## Quoted passage
-*-*-

From the time that we got off the ferry in Nuweiba until we finally left for Jordan from the same port a few weeks later, we were subjected to a near constant barrage of misinformation, almost all aimed at parting us from our cash. Just trying to find out where the bus station was yielded half a dozen different explanations, in each case too far to reach on foot and accompanied with an offer to take us there for the best price. In the end we found the bus station ourselves, a short walk from the port. In this environment, we soon learned a few rules of the road, the main one being always to regard any solicitation with deep suspicion. But the downside of rules like this is that while they may offer some protection against charlatans, they also reduce the likelihood of genuine and meaningful interaction.

Some of the scams we encountered were elaborate. On one occasion, while walking up a main street in Cairo, a tout approached us with the usual offers for hotels and Giza. Almost immediately, a car pulled up alongside and a uniformed man jumped out and roughly bundled the tout into the back seat before confronting us. Claiming to be from the secret police, he demanded to see our passports. This all happened in a few seconds. Then he fired off more questions about where we were going, why we were consorting the man, and demanded that we come with him. I insisted that we were guests in Egypt, free to walk in a public street. As the exchange drew on and grew more heated, I noticed that he was becoming increasingly edgy. Realizing that it might be a scam, I started making more noise, demanded to see his identification and walked around to the front of the car to note the registration number. No sooner had I done this than he shot back into the passenger seat and they sped off. Looking back, I shudder to think what might have happened had we got into that car. This wasn’t the safest time to be travelling in Egypt – in the months leading up to and following our visit, 27 tourists were killed by extremists.

Although this was the most frightening instance of deception that we encountered, in Cairo the next scamster always seemed to be waiting in the wings. To make matters worse, it was nearly impossible to walk any significant distance with Hayley without lewd cat calls from ever present groups of youths, strutting their stuff and full of the bravado that thrives in the group and evaporates in its absence. The truth, I’ve found, is that while machismo masquerades as a public display of individual manliness and courage, in reality it’s more a mask used to obscure insecurity. When a large dust storm finally blew in, we were only too happy to take the train south to Luxor.

I’ve been fascinated by the ancient Egyptians for as long as I can remember, possibly because there’s so much mystery surrounding their endeavours. Starting more than twice as long ago as the beginning of Greco-Roman period, so much less has survived to shed light on how and why they did the things they did. In Greece and Rome, I’ve never had much difficulty in imagining the Greeks or Romans in their ancient roles, but for some reason I found this more difficult in Egypt. The sheer persistence of the kingdom, enduring for more than three millenia before Egypt finally became a province of Rome in 30 BC, seems alien in today’s world.

-*-*-

Region pointing data:
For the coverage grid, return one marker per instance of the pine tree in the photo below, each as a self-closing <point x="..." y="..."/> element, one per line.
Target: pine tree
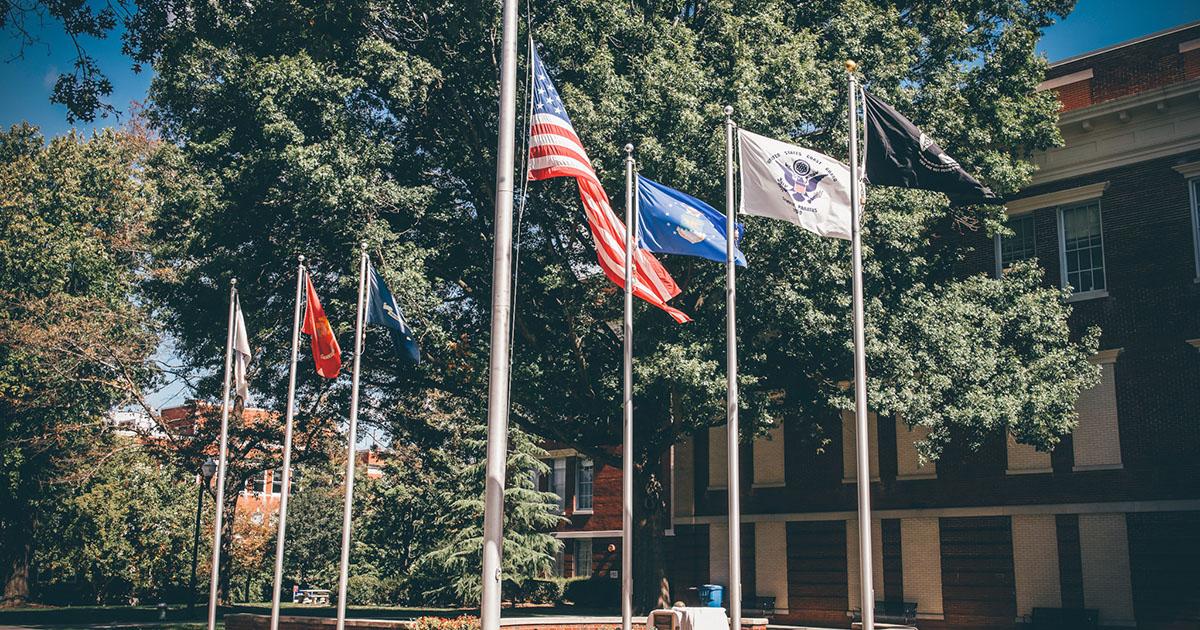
<point x="529" y="515"/>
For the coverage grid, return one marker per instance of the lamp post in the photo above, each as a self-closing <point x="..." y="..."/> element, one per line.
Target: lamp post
<point x="208" y="469"/>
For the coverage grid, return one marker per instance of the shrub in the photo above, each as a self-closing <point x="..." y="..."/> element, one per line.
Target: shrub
<point x="365" y="589"/>
<point x="465" y="622"/>
<point x="549" y="591"/>
<point x="593" y="592"/>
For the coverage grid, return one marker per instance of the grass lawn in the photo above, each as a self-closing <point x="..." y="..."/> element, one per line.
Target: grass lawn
<point x="126" y="617"/>
<point x="179" y="618"/>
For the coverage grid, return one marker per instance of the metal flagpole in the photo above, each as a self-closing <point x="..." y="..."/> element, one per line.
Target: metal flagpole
<point x="627" y="450"/>
<point x="867" y="593"/>
<point x="286" y="483"/>
<point x="222" y="450"/>
<point x="502" y="312"/>
<point x="731" y="394"/>
<point x="347" y="507"/>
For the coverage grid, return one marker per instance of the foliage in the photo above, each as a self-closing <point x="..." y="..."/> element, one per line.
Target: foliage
<point x="120" y="534"/>
<point x="73" y="340"/>
<point x="307" y="129"/>
<point x="529" y="515"/>
<point x="465" y="622"/>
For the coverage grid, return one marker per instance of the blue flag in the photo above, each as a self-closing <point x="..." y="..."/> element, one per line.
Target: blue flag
<point x="675" y="222"/>
<point x="383" y="310"/>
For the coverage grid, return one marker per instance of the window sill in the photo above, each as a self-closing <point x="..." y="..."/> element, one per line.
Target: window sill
<point x="1087" y="295"/>
<point x="1029" y="471"/>
<point x="1097" y="467"/>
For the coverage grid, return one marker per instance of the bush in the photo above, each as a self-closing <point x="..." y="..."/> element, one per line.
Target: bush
<point x="365" y="589"/>
<point x="549" y="591"/>
<point x="593" y="592"/>
<point x="442" y="623"/>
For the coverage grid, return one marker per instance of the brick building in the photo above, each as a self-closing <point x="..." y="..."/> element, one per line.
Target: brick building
<point x="589" y="496"/>
<point x="258" y="498"/>
<point x="1109" y="520"/>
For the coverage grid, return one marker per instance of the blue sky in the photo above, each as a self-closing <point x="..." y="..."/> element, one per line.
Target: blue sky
<point x="29" y="79"/>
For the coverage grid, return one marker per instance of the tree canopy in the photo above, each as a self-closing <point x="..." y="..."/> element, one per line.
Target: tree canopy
<point x="306" y="127"/>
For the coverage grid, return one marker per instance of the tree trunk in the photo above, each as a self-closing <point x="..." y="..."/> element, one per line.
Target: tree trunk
<point x="16" y="580"/>
<point x="652" y="588"/>
<point x="225" y="592"/>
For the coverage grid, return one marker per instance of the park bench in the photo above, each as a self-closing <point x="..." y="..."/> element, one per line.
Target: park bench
<point x="891" y="615"/>
<point x="760" y="605"/>
<point x="1066" y="618"/>
<point x="313" y="595"/>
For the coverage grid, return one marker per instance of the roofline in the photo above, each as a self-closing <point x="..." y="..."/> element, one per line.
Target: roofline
<point x="1122" y="45"/>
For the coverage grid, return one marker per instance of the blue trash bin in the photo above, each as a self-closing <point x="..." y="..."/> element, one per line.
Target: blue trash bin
<point x="711" y="595"/>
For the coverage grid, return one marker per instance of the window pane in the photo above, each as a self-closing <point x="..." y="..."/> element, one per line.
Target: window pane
<point x="1083" y="247"/>
<point x="583" y="557"/>
<point x="558" y="483"/>
<point x="1021" y="245"/>
<point x="583" y="485"/>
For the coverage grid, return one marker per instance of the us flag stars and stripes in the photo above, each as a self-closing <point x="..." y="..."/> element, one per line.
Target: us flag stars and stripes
<point x="556" y="151"/>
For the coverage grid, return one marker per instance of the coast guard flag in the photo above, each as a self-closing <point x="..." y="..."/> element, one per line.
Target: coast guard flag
<point x="675" y="222"/>
<point x="383" y="310"/>
<point x="898" y="154"/>
<point x="241" y="354"/>
<point x="793" y="184"/>
<point x="556" y="151"/>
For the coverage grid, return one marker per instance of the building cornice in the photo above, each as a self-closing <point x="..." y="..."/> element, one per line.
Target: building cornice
<point x="1151" y="125"/>
<point x="1125" y="103"/>
<point x="1122" y="45"/>
<point x="1188" y="171"/>
<point x="1050" y="199"/>
<point x="1107" y="357"/>
<point x="1066" y="79"/>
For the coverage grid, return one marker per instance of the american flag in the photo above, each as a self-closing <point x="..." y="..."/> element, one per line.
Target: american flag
<point x="556" y="151"/>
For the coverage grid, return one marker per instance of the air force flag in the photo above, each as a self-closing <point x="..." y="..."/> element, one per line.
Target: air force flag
<point x="383" y="310"/>
<point x="673" y="222"/>
<point x="785" y="181"/>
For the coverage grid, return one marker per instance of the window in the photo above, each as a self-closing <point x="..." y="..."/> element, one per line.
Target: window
<point x="1081" y="249"/>
<point x="558" y="483"/>
<point x="257" y="483"/>
<point x="277" y="481"/>
<point x="582" y="557"/>
<point x="1020" y="246"/>
<point x="583" y="473"/>
<point x="1194" y="186"/>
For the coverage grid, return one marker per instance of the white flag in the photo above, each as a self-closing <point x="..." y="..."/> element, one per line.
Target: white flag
<point x="241" y="355"/>
<point x="785" y="181"/>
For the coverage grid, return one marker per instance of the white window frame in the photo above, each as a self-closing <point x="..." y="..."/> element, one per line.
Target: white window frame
<point x="579" y="477"/>
<point x="1062" y="251"/>
<point x="1194" y="195"/>
<point x="580" y="545"/>
<point x="558" y="481"/>
<point x="999" y="243"/>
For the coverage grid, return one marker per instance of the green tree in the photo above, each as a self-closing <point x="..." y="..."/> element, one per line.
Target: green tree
<point x="306" y="129"/>
<point x="73" y="340"/>
<point x="453" y="569"/>
<point x="119" y="531"/>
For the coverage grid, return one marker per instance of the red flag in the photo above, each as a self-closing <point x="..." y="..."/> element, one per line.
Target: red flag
<point x="325" y="352"/>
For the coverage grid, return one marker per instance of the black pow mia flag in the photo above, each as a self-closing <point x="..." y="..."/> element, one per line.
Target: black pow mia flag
<point x="898" y="154"/>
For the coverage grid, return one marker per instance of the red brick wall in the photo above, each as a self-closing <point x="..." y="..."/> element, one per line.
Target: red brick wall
<point x="1129" y="70"/>
<point x="1075" y="95"/>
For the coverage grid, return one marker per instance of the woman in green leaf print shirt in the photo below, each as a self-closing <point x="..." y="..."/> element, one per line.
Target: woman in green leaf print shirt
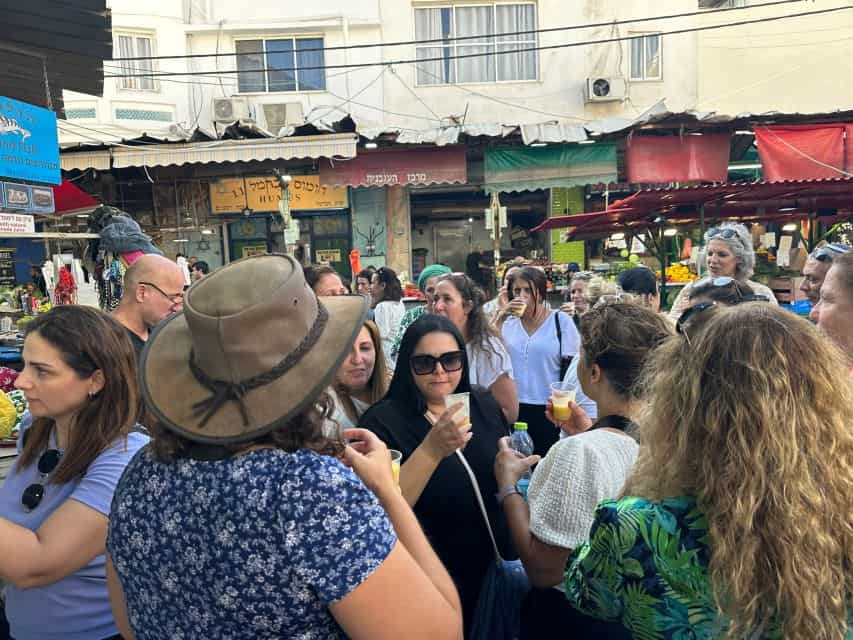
<point x="745" y="524"/>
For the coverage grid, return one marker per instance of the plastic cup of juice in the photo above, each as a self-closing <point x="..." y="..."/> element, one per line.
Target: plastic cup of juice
<point x="562" y="393"/>
<point x="464" y="414"/>
<point x="396" y="461"/>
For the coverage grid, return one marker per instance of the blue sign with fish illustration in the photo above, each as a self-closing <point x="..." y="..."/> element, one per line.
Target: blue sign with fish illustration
<point x="29" y="148"/>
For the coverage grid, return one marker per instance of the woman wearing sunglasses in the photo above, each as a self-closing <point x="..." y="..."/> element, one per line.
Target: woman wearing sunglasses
<point x="413" y="419"/>
<point x="728" y="253"/>
<point x="79" y="378"/>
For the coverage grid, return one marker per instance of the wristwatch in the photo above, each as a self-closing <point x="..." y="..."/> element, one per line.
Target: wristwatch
<point x="503" y="495"/>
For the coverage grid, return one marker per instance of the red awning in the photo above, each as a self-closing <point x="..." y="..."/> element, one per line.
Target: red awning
<point x="685" y="158"/>
<point x="797" y="152"/>
<point x="69" y="199"/>
<point x="747" y="202"/>
<point x="386" y="168"/>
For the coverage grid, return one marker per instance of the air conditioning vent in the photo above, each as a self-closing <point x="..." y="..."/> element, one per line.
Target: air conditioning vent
<point x="228" y="110"/>
<point x="606" y="89"/>
<point x="282" y="114"/>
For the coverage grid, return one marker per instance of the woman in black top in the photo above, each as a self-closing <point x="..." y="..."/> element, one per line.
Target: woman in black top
<point x="412" y="418"/>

-*-*-

## Explore the material
1 – Rewrite the part of the Egypt travel account that begins at "I’ve been fascinated by the" and stops after "in today’s world.", replacing "fascinated" with "captivated".
2 – Answer these questions from the Egypt travel account.
(a) Where did the travelers eventually find the bus station?
(b) Who did the uniformed man who jumped out of the car claim to be?
(c) How and to where did the travelers go when they left Cairo?
3 – List every place name mentioned in the Egypt travel account.
The listing has no connection to the Egypt travel account.

## Answers to this exercise
1 –
I’ve been captivated by the ancient Egyptians for as long as I can remember, possibly because there’s so much mystery surrounding their endeavours. Starting more than twice as long ago as the beginning of Greco-Roman period, so much less has survived to shed light on how and why they did the things they did. In Greece and Rome, I’ve never had much difficulty in imagining the Greeks or Romans in their ancient roles, but for some reason I found this more difficult in Egypt. The sheer persistence of the kingdom, enduring for more than three millenia before Egypt finally became a province of Rome in 30 BC, seems alien in today’s world.

2 –
(a) They found it themselves, a short walk from the port.
(b) He claimed to be from the secret police.
(c) They took the train south to Luxor.

3 – Nuweiba, Jordan, Cairo, Giza, Egypt, Luxor, Greece, Rome